(Data entries)

——

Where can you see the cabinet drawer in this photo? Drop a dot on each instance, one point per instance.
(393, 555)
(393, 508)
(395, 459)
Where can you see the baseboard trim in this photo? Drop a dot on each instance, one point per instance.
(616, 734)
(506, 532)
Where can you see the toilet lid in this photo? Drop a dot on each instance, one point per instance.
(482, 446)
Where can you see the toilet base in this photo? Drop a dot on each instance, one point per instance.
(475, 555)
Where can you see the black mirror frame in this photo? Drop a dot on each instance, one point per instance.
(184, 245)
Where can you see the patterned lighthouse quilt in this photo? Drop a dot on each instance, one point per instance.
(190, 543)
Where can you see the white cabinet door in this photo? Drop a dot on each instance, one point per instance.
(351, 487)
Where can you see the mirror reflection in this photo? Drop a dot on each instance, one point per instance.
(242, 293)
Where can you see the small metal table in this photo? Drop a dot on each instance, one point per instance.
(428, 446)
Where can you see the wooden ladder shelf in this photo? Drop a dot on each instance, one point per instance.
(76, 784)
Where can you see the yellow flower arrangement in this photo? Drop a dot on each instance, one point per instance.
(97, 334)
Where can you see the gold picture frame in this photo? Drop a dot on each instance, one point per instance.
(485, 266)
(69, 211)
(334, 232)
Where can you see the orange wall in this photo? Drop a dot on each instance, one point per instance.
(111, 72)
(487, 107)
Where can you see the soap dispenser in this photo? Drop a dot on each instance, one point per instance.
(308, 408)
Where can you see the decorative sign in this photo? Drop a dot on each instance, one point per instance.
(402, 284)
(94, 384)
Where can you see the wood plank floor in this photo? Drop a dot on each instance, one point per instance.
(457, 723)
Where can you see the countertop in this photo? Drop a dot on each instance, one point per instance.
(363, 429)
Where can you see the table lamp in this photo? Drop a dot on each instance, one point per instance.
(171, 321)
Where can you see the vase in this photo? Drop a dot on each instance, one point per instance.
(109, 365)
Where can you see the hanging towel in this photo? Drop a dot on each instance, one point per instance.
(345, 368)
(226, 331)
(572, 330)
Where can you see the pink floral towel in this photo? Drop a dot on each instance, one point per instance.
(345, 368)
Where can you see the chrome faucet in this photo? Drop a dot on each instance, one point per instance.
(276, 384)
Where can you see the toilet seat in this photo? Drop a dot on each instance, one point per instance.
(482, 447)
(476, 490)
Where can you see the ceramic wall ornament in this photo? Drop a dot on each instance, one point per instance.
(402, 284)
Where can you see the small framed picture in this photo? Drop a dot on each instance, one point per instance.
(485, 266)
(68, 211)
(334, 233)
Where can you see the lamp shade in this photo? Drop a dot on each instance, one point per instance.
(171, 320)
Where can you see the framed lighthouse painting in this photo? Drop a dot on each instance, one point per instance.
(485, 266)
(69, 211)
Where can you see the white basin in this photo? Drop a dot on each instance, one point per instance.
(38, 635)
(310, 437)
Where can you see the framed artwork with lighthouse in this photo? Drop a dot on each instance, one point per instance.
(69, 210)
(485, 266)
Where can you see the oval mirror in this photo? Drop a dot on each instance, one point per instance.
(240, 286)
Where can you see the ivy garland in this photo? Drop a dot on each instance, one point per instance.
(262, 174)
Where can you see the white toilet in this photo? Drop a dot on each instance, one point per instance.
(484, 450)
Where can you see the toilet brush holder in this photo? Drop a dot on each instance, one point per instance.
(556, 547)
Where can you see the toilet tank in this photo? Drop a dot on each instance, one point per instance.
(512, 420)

——

* [WHAT YOU ARE ASKED TO DO] Write out again, unchanged, every line from the line containing "Where can you see the oval" to the final line of the material above.

* [RESULT OF THIS EXERCISE]
Where can you see the oval mirror in this photo? Drop a dot on each instance, one point per instance.
(240, 286)
Where can you see the ivy garland in this photo? Drop a dot on each instance, one point per instance.
(262, 174)
Where can you see the white toilet in this photo? Drop a dot on each instance, one point per instance.
(484, 450)
Where can you see the toilet brush holder in this photo? Drop a dot on each instance, one point per instance.
(556, 547)
Where can you see the toilet tank in this photo? Drop a dot on each instance, one point per instance.
(512, 420)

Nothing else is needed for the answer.